Location labeling records:

--------------------------------------------------

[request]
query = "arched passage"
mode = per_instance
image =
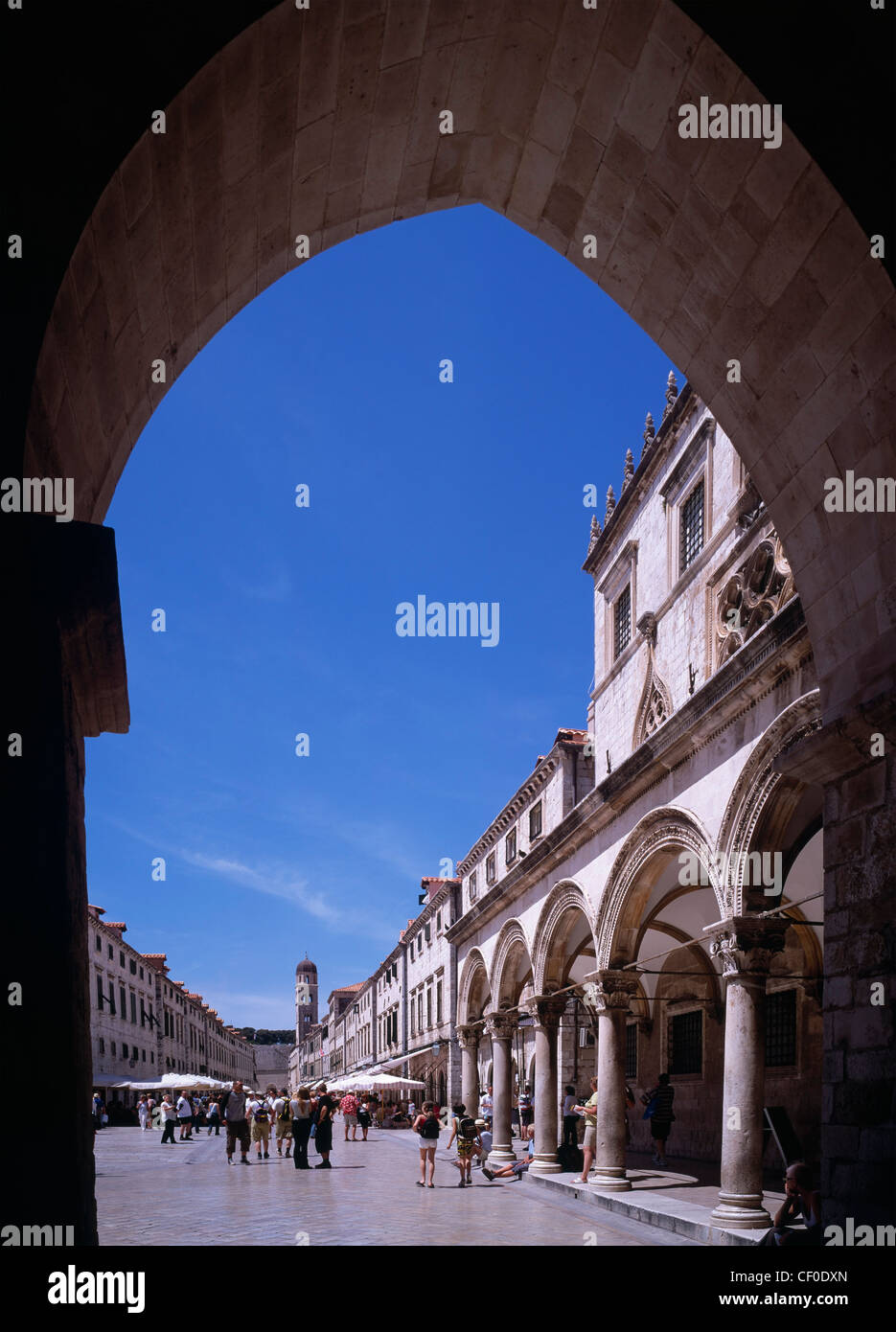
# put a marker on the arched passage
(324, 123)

--------------------------------------------------

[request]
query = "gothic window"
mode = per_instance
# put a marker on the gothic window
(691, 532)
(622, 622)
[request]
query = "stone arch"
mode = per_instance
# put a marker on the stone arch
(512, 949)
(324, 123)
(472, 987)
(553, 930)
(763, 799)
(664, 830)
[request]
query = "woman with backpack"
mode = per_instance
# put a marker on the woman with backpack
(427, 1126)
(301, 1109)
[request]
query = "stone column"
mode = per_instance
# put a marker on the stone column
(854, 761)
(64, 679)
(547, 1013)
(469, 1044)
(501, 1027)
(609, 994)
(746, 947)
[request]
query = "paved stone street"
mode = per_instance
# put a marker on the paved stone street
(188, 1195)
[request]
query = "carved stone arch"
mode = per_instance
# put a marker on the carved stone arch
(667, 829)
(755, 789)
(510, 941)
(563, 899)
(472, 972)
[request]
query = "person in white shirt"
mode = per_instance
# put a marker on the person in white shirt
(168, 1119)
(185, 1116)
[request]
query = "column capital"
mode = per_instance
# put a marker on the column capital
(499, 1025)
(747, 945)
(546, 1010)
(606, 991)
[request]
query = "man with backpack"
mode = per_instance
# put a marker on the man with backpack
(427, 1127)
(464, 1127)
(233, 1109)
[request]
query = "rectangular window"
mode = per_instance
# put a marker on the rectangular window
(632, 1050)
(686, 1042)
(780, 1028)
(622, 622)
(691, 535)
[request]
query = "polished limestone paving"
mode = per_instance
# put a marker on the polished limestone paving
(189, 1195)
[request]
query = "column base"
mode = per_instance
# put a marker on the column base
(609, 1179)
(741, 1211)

--------------------------------------------------

— Aim —
Identify each line in the records above that contains the string "column", and copy those lines. Case counts when matching.

— Full response —
query = "stone column"
# put a marker on the stone column
query = "column capital"
# put a marker on the column capital
query = "column base"
# put a marker on the column base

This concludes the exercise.